# [Material for this exercise]

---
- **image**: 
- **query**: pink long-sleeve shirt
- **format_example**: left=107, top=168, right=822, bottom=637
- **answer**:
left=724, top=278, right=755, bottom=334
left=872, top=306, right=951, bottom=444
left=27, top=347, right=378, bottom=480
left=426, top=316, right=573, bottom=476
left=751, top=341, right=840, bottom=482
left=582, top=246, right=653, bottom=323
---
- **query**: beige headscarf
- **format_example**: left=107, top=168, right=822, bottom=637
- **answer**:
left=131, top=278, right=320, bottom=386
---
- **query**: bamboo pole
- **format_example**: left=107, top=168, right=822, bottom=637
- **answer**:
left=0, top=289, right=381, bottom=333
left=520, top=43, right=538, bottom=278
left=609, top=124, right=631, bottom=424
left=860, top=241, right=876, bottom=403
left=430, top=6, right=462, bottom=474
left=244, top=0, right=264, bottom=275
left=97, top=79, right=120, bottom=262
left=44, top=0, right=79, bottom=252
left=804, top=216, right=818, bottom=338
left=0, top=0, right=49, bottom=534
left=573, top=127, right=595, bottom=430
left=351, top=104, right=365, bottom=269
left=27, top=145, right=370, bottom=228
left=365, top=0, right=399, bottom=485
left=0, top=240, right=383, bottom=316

# [Written instruction]
Reproduce the data above with every "query" swapped for "label", leaving everything else unchanged.

# [Full solution]
---
- **image**: 
- **label**: pink long-sleeve shirt
- **format_example**: left=107, top=168, right=822, bottom=637
- **answer**:
left=724, top=278, right=755, bottom=334
left=872, top=306, right=951, bottom=444
left=27, top=347, right=378, bottom=480
left=426, top=316, right=573, bottom=476
left=751, top=341, right=840, bottom=482
left=582, top=246, right=653, bottom=323
---
- **label**: beige headscarf
- **format_example**: left=107, top=168, right=822, bottom=637
- **answer**:
left=131, top=278, right=320, bottom=386
---
- **label**: bamboo pole
- **format_example**: left=107, top=168, right=822, bottom=637
- **answer**:
left=0, top=289, right=381, bottom=333
left=520, top=43, right=538, bottom=278
left=609, top=124, right=631, bottom=424
left=860, top=241, right=876, bottom=403
left=430, top=6, right=462, bottom=474
left=244, top=0, right=264, bottom=275
left=97, top=79, right=120, bottom=262
left=44, top=0, right=79, bottom=252
left=804, top=216, right=818, bottom=338
left=0, top=0, right=49, bottom=534
left=573, top=127, right=595, bottom=430
left=351, top=104, right=365, bottom=269
left=27, top=145, right=370, bottom=228
left=365, top=0, right=399, bottom=485
left=0, top=240, right=383, bottom=316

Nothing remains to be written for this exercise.